▶ Goal
Copy out all of the data below, with "point" substituted for every "marker" and everything else unchanged. Leave the pictures out.

▶ Data shown
++++++++++++++++++++

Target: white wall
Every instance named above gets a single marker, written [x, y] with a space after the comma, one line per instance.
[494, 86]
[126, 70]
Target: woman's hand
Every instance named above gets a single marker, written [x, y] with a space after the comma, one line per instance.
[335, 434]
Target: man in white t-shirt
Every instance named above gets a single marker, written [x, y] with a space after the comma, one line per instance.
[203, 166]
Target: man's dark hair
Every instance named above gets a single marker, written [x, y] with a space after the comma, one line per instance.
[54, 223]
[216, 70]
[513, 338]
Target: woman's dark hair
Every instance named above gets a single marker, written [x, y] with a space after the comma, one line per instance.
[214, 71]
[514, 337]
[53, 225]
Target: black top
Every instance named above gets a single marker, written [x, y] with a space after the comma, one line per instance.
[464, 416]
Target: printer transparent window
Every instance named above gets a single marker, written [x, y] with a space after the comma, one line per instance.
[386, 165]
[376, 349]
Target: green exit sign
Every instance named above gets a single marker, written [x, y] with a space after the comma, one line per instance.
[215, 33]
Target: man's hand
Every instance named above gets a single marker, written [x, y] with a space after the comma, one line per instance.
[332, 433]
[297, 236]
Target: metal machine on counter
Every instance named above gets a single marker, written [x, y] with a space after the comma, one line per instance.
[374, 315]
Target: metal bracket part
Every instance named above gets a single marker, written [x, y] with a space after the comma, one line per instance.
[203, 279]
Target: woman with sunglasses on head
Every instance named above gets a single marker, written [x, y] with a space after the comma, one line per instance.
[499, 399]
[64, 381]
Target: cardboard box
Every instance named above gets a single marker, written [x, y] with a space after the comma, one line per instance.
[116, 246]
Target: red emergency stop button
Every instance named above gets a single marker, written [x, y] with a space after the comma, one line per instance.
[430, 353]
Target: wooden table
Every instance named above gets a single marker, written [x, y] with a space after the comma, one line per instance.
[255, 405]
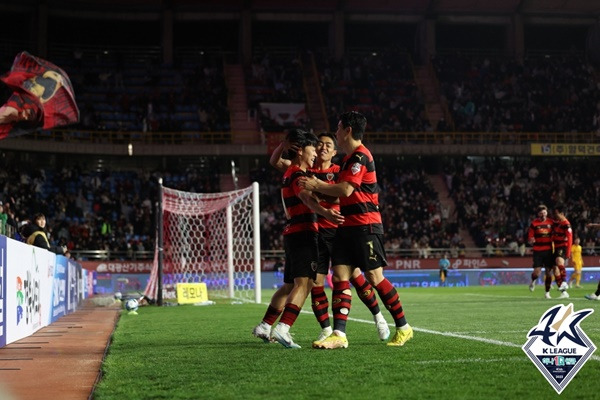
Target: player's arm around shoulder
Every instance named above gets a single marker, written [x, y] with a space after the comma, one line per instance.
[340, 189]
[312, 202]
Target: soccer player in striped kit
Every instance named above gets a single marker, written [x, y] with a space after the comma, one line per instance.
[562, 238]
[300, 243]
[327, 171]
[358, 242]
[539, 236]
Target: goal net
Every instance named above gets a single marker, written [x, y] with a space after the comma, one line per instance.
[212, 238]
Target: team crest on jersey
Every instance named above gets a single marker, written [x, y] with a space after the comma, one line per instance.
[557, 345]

++++++++++++++++++++

▶ Task output
Target: white wall
Every instance named above gets a single point, written [x, y] with a space after the comma, one line per instance.
[494, 86]
[126, 70]
Target: woman's hand
Every instance named above gets a single point, written [x, y] with a space after the comma, one line per instance.
[335, 434]
Target: man in white t-shirt
Every instance named above gets a single point, written [x, y] with a space after the comma, one line per instance.
[203, 166]
Target: man's dark hair
Every instance named above gets a single point, written [x, y] with a space after the comma, one line per instance.
[54, 223]
[216, 70]
[513, 338]
Target: woman's dark hair
Every instance named above gets a single point, written [x, y] with a space after the comma, one line per instance.
[214, 71]
[514, 337]
[53, 225]
Target: black top
Every instance named above gets a single point, written [x, y] with a space after the comma, one line per instance.
[464, 416]
Target: printer transparent window
Every instance named above gets a single point, written [x, y] with a space after the comma, one line per instance.
[386, 165]
[376, 349]
Target: green exit sign
Every instance named above gets a single point, written [x, y] with a space after the comma, one line per instance.
[215, 33]
Target: man's hand
Every instance named above gets a single point, written [x, y] with a space after the comma, one line per instance.
[332, 433]
[297, 236]
Target: metal machine on counter
Every instance named above gets a single point, written [x, y] with a space after the comma, one line per instance.
[374, 315]
Target: metal bracket part
Every instance named above gets a single point, written [x, y] with a space after the comma, one line per instance.
[203, 279]
Target: woman with sunglasses on head
Every instance named above gets a single point, written [x, y] with a space after the comma, one line per instance.
[499, 399]
[64, 381]
Target: cardboard box
Every instance named above gets a single point, written [x, y] with a space after the comma, one line per instance.
[116, 246]
Target: red emergency stop button
Every instance named above gets a single point, written [x, y] with a space after the comma, one line per instance.
[430, 353]
Target: wooden table
Every instance named above gets a single point, written [x, y] with a space after the comma, one line per instance.
[255, 405]
Target: player's arm around shoulder
Every instance named above gets a single point, written [x, y] with a space after the comma, one line per instance.
[340, 189]
[312, 202]
Target: soccer player in striped kit
Every instance named above gets a single point, written [x, y] with a space after the comma, one line per instance.
[562, 238]
[300, 243]
[327, 171]
[358, 242]
[539, 236]
Target: goal net
Every instance named above gets a single point, written [x, y] with a space after the comma, one line per instance.
[212, 238]
Target: team crest on jersey
Every instance named above gets a single point, written [x, y] with a space after the comma, one line per instance.
[557, 345]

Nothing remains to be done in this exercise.